§ What the task asks: The records follow. Retype them without a single change.

§ Extracted records:

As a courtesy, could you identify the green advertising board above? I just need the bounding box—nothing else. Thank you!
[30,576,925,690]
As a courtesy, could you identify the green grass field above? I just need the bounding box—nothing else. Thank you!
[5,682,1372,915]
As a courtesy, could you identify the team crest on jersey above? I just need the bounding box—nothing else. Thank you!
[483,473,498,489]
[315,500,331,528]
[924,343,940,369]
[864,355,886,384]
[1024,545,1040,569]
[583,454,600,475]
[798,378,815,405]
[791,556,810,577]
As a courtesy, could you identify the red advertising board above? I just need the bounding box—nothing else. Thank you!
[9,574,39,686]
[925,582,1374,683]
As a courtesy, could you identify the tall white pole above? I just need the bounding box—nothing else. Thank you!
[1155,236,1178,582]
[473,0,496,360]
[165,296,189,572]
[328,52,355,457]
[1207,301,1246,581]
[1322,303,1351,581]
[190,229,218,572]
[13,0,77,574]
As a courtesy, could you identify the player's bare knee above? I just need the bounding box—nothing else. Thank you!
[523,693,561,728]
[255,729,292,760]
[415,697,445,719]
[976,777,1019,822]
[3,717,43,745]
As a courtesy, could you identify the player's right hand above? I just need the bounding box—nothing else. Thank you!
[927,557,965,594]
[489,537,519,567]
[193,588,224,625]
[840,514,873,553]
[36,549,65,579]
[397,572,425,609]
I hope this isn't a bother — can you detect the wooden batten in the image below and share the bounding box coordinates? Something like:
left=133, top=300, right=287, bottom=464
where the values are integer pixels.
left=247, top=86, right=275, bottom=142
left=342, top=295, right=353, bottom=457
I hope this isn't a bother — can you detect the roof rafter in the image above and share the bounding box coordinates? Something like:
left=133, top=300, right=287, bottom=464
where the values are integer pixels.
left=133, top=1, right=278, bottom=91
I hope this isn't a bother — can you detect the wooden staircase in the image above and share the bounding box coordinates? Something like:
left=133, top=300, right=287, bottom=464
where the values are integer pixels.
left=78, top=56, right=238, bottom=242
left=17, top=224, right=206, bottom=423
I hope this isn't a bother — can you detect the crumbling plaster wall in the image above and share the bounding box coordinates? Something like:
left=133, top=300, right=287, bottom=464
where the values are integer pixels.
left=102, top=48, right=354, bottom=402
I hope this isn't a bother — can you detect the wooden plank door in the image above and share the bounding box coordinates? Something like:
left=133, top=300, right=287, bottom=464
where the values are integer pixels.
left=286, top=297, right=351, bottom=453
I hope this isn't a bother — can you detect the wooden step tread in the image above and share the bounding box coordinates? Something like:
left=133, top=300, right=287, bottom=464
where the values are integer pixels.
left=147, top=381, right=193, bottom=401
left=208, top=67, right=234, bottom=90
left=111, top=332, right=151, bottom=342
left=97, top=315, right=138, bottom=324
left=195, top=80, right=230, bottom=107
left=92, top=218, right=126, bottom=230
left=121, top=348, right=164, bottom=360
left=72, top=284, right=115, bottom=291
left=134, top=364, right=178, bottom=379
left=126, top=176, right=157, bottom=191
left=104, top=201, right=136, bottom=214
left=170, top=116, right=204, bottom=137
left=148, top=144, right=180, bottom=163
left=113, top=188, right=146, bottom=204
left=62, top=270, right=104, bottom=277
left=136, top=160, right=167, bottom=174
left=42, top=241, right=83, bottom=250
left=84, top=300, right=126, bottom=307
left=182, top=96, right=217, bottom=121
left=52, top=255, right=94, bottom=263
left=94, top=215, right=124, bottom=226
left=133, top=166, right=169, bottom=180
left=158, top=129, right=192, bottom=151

§ Solution to this task:
As a courtesy, could you identify the green advertising board above? I just need the bounding box—nothing else. Thank you!
[30,576,925,690]
As a courtesy, could you identify the green grass field above? I just need the bounding box—nothing else. Thank you!
[5,682,1372,915]
As a courtesy, could you identify the team crest on jersey above? I just need the bounding box—nothing else. Thank you!
[483,473,498,489]
[315,500,331,528]
[924,343,940,369]
[864,355,886,384]
[1024,545,1040,569]
[583,454,600,475]
[798,378,815,405]
[791,556,810,577]
As a courtesy, could you identify the red advertising board above? I just need the bounding box—nothing else. Thank you!
[9,574,39,686]
[925,582,1374,683]
As a courtesy, could you identify the tall white pole above? I just need the bounding box—nothing else. Thank you!
[1155,236,1178,582]
[473,0,496,360]
[165,296,189,572]
[328,52,355,457]
[1207,301,1246,581]
[1322,303,1351,581]
[190,229,218,572]
[13,0,77,574]
As a courtesy, could you identify the player's bare knee above? I just need the bounding box—nothing else. Thank you!
[523,693,561,728]
[255,729,292,760]
[415,697,445,719]
[976,777,1019,822]
[3,717,43,745]
As a courtesy, could you identify the player's right hand above? I just need the bounding box—nothing else. Thank you!
[927,557,965,594]
[489,537,519,567]
[193,588,224,625]
[840,514,873,553]
[36,549,65,579]
[397,572,425,609]
I hope this isn't a bother — can you detect the wooden batten in the image below and share the bounding box coordinates? Something like:
left=133, top=300, right=287, bottom=464
where the values are integer pixels.
left=247, top=86, right=275, bottom=142
left=342, top=295, right=353, bottom=457
I hope this isn't a bother — can you detect the roof rafter in the image above and share the bounding box coordinates? Something like:
left=133, top=300, right=287, bottom=464
where the values are integer pixels.
left=133, top=1, right=278, bottom=91
I hope this isn't a bother — can you detect the wooden staircase in the image above and share the bounding box coordinates? Something like:
left=133, top=300, right=287, bottom=464
where the values are integer pixels.
left=78, top=56, right=238, bottom=242
left=17, top=224, right=206, bottom=423
I hope this isn't a bother — can you detect the crumbling plaster wall in the image above and share the bounding box coordinates? Something like:
left=133, top=300, right=287, bottom=464
where the values are integer pixels.
left=102, top=48, right=354, bottom=402
I hope this isn't a bother — can you detect the wooden plank door in the image above and share the bounding box coordinates? Something like:
left=133, top=300, right=287, bottom=464
where the values are integer pixels.
left=286, top=297, right=351, bottom=453
I hope this isn't a bother — can you detect the wooden step tread in the image above and share the bounding box coordinates? Something like:
left=133, top=300, right=287, bottom=464
where the values are integer pixels.
left=147, top=381, right=193, bottom=401
left=208, top=67, right=234, bottom=90
left=111, top=332, right=151, bottom=342
left=97, top=315, right=138, bottom=324
left=195, top=80, right=230, bottom=107
left=92, top=218, right=126, bottom=230
left=121, top=348, right=164, bottom=360
left=72, top=284, right=115, bottom=291
left=134, top=364, right=178, bottom=379
left=126, top=176, right=157, bottom=191
left=104, top=201, right=136, bottom=214
left=170, top=116, right=204, bottom=137
left=148, top=144, right=180, bottom=163
left=113, top=188, right=146, bottom=204
left=62, top=270, right=104, bottom=277
left=136, top=160, right=167, bottom=174
left=42, top=241, right=83, bottom=250
left=84, top=300, right=126, bottom=307
left=182, top=96, right=217, bottom=121
left=52, top=255, right=94, bottom=263
left=94, top=215, right=124, bottom=226
left=133, top=166, right=169, bottom=180
left=158, top=129, right=192, bottom=151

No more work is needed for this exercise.